WHAT TO WORK ON: Each line of the records containing "badge" is to be copied out and returned.

--- PROVIDED ENTRIES ---

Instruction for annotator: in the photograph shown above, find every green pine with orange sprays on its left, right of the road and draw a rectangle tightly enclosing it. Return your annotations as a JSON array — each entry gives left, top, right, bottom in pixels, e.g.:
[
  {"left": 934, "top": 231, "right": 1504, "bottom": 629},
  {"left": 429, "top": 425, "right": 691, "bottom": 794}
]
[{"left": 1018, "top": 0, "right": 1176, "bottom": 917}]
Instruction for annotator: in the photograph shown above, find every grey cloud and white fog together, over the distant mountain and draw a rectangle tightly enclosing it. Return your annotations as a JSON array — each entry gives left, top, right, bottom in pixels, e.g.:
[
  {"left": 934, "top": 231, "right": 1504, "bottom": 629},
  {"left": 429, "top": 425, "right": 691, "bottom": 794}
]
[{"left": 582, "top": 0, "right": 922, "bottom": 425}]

---
--- PROVIDED ENTRIES ---

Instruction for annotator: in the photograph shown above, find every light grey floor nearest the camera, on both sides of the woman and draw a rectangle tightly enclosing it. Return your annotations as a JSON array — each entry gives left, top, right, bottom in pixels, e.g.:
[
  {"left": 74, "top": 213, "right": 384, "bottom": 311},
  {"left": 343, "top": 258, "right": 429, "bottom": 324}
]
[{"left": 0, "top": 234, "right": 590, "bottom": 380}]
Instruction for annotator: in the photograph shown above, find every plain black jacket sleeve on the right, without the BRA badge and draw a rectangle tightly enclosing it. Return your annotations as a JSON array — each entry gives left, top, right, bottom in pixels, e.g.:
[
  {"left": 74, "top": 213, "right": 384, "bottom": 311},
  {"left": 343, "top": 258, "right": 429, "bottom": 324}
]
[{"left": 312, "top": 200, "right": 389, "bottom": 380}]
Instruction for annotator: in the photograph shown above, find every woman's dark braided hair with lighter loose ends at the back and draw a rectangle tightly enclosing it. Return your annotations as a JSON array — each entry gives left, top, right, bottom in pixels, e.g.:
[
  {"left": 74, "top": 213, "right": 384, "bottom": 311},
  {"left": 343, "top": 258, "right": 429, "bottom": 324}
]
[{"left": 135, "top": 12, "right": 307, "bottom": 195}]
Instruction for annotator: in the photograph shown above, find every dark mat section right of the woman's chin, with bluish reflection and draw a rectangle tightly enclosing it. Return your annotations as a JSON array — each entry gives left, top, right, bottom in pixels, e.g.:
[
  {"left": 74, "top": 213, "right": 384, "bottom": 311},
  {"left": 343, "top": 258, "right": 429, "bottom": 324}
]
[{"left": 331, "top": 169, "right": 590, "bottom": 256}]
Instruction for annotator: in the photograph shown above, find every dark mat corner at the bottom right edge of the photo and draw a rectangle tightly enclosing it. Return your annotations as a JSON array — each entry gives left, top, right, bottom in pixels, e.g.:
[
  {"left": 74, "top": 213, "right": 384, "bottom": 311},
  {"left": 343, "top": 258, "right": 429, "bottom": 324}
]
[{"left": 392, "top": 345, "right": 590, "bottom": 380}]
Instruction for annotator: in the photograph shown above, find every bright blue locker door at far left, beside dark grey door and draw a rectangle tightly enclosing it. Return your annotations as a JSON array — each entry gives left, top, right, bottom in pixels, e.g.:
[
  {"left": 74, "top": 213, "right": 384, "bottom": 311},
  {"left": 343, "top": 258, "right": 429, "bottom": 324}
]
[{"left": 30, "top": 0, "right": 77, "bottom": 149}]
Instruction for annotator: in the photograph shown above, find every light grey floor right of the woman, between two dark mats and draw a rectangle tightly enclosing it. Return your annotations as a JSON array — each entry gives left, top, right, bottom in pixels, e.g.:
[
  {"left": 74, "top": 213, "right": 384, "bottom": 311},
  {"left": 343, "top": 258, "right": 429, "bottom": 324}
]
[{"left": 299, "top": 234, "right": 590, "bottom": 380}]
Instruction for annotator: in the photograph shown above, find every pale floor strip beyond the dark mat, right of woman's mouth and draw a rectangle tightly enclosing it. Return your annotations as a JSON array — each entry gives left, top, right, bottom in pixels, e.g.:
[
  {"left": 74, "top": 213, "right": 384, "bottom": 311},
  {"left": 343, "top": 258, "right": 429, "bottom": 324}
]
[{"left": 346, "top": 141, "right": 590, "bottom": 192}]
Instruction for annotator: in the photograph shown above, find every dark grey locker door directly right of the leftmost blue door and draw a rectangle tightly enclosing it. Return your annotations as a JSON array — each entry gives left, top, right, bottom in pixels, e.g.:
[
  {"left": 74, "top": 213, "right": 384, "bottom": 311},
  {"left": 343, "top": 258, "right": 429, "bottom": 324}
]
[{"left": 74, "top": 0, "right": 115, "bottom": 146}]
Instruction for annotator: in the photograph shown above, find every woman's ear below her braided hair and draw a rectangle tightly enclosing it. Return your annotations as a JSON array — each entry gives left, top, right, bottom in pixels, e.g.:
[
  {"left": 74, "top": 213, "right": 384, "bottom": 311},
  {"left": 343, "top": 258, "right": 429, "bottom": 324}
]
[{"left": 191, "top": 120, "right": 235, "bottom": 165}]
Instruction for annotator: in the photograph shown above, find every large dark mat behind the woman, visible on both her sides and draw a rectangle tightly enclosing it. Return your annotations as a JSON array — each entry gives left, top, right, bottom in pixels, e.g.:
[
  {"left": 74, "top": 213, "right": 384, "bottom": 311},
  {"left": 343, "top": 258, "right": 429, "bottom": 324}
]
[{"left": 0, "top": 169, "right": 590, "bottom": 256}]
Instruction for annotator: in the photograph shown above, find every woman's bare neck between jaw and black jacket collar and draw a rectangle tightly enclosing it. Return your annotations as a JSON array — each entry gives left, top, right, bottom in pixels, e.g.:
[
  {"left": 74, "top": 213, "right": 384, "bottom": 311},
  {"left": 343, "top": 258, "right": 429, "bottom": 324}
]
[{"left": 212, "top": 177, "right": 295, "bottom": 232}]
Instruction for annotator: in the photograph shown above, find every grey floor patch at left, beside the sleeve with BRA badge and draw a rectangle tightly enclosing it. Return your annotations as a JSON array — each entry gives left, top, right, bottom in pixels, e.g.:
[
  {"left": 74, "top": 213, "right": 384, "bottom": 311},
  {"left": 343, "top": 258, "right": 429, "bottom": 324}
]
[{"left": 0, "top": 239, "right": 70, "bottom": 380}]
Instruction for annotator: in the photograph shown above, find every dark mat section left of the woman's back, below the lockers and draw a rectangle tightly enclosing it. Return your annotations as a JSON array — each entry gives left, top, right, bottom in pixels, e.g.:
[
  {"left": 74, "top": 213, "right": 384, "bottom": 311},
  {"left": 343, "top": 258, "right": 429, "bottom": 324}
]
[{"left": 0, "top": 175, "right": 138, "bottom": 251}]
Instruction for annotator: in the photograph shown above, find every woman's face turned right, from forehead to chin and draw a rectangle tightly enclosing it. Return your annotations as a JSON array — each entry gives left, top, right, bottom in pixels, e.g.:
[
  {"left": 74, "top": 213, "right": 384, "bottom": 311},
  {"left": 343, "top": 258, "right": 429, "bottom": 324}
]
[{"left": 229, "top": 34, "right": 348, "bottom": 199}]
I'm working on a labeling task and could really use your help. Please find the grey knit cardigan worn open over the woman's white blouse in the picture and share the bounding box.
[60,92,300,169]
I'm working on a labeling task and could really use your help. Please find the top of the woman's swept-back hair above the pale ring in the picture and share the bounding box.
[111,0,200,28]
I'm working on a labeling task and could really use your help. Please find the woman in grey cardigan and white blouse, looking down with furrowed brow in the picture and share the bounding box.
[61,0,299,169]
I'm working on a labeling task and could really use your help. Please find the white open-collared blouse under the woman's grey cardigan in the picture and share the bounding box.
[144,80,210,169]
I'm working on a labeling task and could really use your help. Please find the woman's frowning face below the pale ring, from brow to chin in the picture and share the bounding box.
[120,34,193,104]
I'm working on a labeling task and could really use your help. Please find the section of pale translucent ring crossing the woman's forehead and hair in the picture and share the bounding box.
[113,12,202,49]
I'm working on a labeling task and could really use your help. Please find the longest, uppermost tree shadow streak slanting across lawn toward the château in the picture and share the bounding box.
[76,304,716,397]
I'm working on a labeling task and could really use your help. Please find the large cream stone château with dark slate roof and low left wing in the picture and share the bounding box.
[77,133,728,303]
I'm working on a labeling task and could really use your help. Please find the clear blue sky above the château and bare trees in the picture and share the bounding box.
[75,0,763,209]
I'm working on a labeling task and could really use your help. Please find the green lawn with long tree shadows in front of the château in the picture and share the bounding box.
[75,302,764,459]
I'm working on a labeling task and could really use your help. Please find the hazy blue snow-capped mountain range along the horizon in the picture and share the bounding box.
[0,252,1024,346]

---

REPLY:
Instruction for annotator: in the photograph shown above, find every plain black jacket sleeve on the right, without the BRA badge and draw a rectangle tightly enclosing it. Return your annotations as a JSON array — each entry gives left, top, right, bottom in pixels, e.g.:
Instruction for annotator: in the photograph shown above, find every grey floor patch at left, beside the sleeve with BRA badge and draw a rectangle tightly enclosing it. Return your annotations as a JSON array — each entry gives left, top, right, bottom in pixels, e.g.:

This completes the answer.